ÉNONCÉ DU PROBLÈME: Dans l'extrait sur les mesures barrières dans les écoles maliennes, remplacez "comités de veille" par "comités de surveillance". Recopiez ensuite, s'il vous plaît, le passage en commençant par "Le gouvernement malien" et en allant jusqu'à "pas dans d’autres.".

+++ EXTRAIT DU DOCUMENT +++

Le gouvernement malien a misé sur le respect des mesures barrières dans les différents établissements scolaires, à travers la distribution des masques, gels, kits de lavage des mains et la mise en place des comités de veille. Ces mesures sont respectées dans certaines écoles, mais pas dans d’autres.
Cet article a d’abord été publié, en avril 2021, par le journal L’Annonceur.
Dans le cadre de la réouverture des classes, le ministre de l’Éducation nationale, professeur Doulaye Konaté [il a été remplacé par Sidibé Dedeou Traoré] a décidé de la mise en place d’un comité de veille au niveau de chaque école. L’objectif pour lui était de veiller au respect des mesures barrières dans des établissements scolaires. Si ces comités existent dans nombre d’établissements scolaires du district de Bamako, les mesures barrières ne sont pas observées partout. Les raisons varient d’une école à autre.
A l’école fondamentale de Bozola (groupe scolaire Sega Diallo), sur la rive gauche, il n’y a qu’un seul kit de lavage des mains, pas de savon, encore moins d’eau. Interrogé, le directeur coordinateur du groupe, Aly Sidéye Touré, avance dans une classe de 9 année et appelle les « policiers », des membres du comité de veille au respect des mesures barrières. Avec leurs masques, 5 élèves répondent à l’appel. Mahamadou Cissé, l’un d’eux, explique : « Ici, dans chaque classe, il y a 5 policiers et tous sont volontaires pour rappeler aux autres élèves l’importance du respect des mesures barrières. Et même souvent aux professeurs qui entrent sans masque. Dès fois, il arrive que l’on mette certains dehors ».
Comités de veille plus ou moins motivés
Mais qu’est ce qui explique la présence d’un seul kit non équipé dans la cour du second cycle ? Le directeur coordinateur répond : « A la rentrée, nous avons été dotés de kits de lavage des mains, gels, masques par le CAP [Centre d’animation pédagogique] de Bozola. Depuis, plus rien. Au fil du temps, les gels et les savons sont finis. Nous avons continué à nous équiper avec nos propres moyens et l’appui des particuliers. C’est en voyant certains élèves emporter le savon et le manque de ressources que les kits ont été délaissés. Seuls les masques sont portés. »

+++ LIGNES ENREGISTRÉES +++

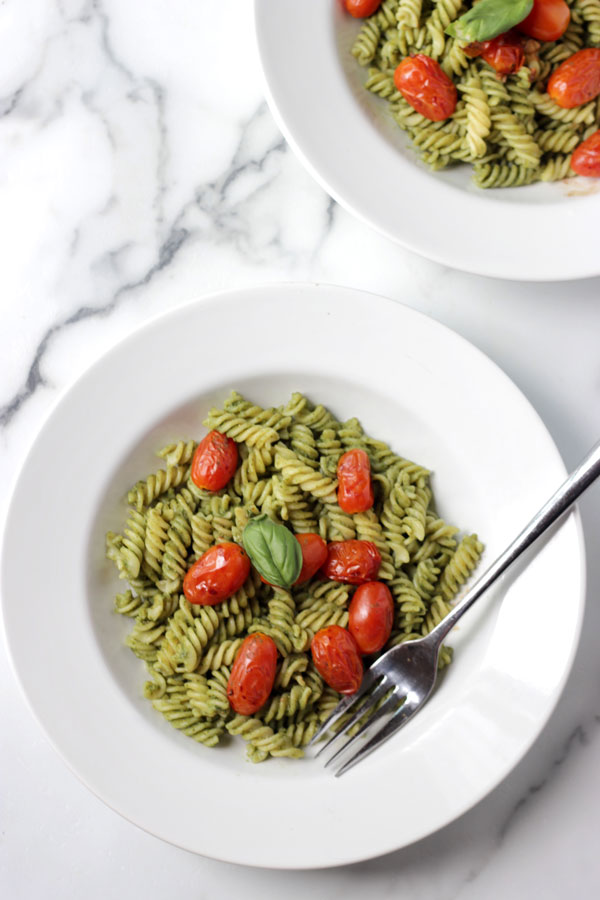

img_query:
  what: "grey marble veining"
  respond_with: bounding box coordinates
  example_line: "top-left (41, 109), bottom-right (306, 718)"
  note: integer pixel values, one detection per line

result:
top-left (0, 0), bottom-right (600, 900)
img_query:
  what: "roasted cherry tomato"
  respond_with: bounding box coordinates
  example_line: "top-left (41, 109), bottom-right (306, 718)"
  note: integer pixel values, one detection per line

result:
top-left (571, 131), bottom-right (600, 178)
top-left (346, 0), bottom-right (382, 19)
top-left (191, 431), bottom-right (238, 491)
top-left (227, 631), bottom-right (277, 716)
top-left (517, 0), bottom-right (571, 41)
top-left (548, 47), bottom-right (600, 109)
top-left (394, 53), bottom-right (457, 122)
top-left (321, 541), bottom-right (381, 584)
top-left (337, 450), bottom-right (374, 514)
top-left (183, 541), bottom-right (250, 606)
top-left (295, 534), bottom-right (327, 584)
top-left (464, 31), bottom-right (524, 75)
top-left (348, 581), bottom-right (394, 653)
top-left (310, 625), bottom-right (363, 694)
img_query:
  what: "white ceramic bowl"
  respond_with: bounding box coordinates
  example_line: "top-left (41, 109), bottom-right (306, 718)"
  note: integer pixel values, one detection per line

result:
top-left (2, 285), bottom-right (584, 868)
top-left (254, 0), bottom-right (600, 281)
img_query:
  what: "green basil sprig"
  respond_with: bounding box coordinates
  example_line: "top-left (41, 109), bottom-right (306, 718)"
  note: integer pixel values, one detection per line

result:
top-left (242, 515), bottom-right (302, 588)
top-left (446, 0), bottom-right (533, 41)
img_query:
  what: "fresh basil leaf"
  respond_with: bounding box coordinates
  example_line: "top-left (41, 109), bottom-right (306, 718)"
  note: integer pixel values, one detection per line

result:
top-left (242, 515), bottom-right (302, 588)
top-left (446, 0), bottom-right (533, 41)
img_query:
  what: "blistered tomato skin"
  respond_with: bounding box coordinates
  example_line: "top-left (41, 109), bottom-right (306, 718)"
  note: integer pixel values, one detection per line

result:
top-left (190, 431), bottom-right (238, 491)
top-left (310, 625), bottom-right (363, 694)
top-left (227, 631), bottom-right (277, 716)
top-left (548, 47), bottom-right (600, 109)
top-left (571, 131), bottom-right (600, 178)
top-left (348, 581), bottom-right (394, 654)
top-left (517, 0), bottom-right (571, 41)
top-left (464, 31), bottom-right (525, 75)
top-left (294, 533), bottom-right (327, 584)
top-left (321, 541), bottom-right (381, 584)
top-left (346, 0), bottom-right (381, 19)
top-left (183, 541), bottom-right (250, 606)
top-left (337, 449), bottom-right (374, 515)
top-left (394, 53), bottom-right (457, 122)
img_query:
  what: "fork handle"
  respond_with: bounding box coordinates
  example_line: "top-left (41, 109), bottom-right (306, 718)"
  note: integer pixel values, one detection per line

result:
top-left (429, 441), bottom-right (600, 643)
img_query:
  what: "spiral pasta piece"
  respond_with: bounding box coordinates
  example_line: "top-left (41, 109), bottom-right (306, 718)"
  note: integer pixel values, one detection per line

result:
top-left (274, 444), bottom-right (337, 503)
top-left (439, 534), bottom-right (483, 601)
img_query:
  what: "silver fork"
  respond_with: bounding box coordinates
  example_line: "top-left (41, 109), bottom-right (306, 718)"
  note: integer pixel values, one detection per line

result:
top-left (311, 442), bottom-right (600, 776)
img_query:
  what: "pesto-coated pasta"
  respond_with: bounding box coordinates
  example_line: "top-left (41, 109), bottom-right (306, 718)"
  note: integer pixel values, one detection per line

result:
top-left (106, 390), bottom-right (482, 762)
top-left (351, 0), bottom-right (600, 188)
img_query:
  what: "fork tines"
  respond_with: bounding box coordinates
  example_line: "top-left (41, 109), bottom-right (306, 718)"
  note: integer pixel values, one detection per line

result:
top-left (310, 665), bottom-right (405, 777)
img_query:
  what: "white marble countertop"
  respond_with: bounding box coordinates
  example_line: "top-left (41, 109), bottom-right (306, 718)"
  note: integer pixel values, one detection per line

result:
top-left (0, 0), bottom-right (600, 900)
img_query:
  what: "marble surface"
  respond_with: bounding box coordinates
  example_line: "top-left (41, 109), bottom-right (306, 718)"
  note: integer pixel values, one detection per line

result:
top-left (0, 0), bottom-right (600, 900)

+++

SOLUTION PROPOSÉE:
Le gouvernement malien a misé sur le respect des mesures barrières dans les différents établissements scolaires, à travers la distribution des masques, gels, kits de lavage des mains et la mise en place des comités de surveillance. Ces mesures sont respectées dans certaines écoles, mais pas dans d’autres.